** Information given follows **

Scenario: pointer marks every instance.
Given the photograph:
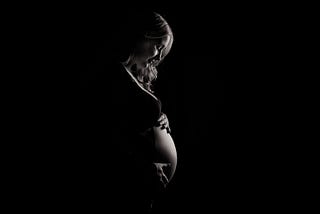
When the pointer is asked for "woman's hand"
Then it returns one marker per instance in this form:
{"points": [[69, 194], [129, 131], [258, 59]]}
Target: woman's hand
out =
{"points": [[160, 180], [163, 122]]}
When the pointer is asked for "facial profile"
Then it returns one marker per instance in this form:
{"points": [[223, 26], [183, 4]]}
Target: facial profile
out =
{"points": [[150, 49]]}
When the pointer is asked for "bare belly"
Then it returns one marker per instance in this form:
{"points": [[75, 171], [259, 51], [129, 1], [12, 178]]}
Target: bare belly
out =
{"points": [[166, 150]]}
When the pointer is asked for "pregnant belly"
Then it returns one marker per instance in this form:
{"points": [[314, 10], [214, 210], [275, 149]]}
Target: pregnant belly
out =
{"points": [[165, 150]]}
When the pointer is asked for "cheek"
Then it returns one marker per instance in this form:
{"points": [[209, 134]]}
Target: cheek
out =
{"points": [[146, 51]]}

** End of Information given **
** Information given follows **

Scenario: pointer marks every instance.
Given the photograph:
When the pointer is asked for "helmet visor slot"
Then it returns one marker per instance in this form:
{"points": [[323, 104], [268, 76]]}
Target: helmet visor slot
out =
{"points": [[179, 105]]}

** End of Information given **

-- Work task --
Lines containing the word "facial" must be found in the data above and copied.

-- Exercise output --
When the pointer is asked for "facial profile"
Target: facial profile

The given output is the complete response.